═════ RECORDED INFORMATION ═════
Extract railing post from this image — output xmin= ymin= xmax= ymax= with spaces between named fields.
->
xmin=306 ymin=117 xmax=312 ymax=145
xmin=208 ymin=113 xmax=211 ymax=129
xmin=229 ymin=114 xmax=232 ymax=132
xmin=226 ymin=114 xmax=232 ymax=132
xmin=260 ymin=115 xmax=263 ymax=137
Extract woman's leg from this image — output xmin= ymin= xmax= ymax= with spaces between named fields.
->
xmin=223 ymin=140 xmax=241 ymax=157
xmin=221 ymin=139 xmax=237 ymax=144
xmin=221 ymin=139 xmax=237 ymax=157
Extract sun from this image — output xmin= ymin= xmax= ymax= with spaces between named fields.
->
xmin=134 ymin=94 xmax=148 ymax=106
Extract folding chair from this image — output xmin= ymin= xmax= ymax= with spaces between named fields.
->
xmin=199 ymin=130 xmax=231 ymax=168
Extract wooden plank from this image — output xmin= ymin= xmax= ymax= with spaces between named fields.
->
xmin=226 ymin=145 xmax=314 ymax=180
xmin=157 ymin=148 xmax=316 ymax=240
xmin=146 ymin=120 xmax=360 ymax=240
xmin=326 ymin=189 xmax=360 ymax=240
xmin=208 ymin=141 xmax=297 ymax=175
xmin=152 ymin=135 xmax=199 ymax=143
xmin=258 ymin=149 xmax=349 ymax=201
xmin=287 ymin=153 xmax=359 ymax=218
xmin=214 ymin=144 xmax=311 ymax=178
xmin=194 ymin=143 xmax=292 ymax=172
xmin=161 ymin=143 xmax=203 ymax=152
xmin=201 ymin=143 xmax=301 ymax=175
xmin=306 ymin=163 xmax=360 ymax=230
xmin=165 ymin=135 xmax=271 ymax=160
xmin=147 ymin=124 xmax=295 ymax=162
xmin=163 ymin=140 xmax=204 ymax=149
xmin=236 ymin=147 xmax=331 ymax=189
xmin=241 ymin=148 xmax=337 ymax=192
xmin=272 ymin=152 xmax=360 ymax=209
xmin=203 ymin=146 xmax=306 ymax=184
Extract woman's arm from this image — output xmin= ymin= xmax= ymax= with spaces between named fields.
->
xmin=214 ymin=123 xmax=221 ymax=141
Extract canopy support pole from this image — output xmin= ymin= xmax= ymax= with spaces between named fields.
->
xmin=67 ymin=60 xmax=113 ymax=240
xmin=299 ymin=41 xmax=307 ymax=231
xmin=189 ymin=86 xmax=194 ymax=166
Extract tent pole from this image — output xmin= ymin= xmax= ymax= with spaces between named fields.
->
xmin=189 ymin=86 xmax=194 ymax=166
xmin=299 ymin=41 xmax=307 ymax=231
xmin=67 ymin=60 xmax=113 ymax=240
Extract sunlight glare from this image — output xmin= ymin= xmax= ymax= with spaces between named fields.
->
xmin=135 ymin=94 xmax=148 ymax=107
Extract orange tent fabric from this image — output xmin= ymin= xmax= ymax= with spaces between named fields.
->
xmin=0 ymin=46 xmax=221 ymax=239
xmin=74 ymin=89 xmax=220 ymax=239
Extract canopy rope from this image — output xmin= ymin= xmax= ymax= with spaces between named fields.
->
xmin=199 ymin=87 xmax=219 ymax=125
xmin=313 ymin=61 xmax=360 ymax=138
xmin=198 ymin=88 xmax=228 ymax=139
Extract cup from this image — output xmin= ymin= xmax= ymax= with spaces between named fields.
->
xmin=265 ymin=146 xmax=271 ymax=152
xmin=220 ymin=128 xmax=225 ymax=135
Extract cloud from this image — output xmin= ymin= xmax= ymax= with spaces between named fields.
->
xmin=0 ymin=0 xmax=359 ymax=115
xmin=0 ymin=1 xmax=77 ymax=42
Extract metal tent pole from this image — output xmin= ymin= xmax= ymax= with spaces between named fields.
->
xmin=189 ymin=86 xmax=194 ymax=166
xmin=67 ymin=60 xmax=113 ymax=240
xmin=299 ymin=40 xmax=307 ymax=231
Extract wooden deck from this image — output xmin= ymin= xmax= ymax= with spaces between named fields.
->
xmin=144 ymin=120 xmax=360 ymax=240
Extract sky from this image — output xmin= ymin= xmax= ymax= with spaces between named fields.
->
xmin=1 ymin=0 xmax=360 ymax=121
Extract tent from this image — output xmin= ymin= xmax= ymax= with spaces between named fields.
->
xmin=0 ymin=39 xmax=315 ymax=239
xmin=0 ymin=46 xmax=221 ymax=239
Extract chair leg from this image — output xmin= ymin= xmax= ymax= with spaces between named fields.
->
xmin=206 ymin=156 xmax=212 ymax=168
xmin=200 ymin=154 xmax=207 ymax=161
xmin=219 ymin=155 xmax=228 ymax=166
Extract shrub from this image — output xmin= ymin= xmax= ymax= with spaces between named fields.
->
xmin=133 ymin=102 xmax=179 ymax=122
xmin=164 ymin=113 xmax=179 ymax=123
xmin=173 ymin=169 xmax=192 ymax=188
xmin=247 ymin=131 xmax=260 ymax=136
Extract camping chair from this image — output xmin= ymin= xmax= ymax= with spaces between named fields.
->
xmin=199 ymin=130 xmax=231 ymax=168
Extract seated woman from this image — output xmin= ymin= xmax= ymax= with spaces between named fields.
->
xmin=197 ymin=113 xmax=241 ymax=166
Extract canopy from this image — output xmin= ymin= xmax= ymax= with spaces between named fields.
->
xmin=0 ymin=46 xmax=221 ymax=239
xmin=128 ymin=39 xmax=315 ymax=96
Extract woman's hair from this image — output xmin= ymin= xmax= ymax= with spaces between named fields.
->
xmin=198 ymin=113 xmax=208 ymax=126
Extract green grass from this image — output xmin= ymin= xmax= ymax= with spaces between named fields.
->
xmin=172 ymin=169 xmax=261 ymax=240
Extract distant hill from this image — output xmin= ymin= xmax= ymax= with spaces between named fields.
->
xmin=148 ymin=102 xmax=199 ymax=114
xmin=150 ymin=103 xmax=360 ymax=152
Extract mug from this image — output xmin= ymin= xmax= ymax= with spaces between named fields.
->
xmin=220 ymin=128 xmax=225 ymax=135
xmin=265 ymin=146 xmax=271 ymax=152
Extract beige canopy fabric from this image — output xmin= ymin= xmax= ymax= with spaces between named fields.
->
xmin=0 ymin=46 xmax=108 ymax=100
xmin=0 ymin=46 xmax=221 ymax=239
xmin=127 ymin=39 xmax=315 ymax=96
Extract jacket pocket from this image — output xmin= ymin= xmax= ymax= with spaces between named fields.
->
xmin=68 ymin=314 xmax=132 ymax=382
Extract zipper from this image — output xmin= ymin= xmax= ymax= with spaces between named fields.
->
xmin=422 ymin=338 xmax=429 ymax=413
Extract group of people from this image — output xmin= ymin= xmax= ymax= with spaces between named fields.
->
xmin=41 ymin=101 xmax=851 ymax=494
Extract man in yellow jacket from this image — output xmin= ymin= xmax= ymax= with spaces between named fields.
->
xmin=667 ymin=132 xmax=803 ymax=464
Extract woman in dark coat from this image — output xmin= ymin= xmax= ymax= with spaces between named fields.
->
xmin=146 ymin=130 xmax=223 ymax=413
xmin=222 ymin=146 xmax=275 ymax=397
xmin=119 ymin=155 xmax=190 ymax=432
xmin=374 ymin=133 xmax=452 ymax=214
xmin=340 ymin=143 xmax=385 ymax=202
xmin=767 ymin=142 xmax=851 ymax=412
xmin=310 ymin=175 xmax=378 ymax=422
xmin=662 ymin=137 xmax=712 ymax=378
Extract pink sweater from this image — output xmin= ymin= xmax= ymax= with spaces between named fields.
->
═════
WHAT YOU SHOULD DO: All that is wanted is an exact copy of the lines above from the one with "Extract cup from" through the one with "Extract metal tent", with both ends included.

RESULT OF THIS EXERCISE:
Extract cup from this image — output xmin= ymin= xmax= ymax= with spaces between named fields.
->
xmin=265 ymin=146 xmax=271 ymax=152
xmin=220 ymin=128 xmax=225 ymax=135
Extract cloud from this image — output xmin= ymin= xmax= ymax= with spaces between named fields.
->
xmin=0 ymin=0 xmax=359 ymax=115
xmin=0 ymin=1 xmax=77 ymax=42
Extract metal tent pole from this image — output xmin= ymin= xmax= ymax= with spaces between named fields.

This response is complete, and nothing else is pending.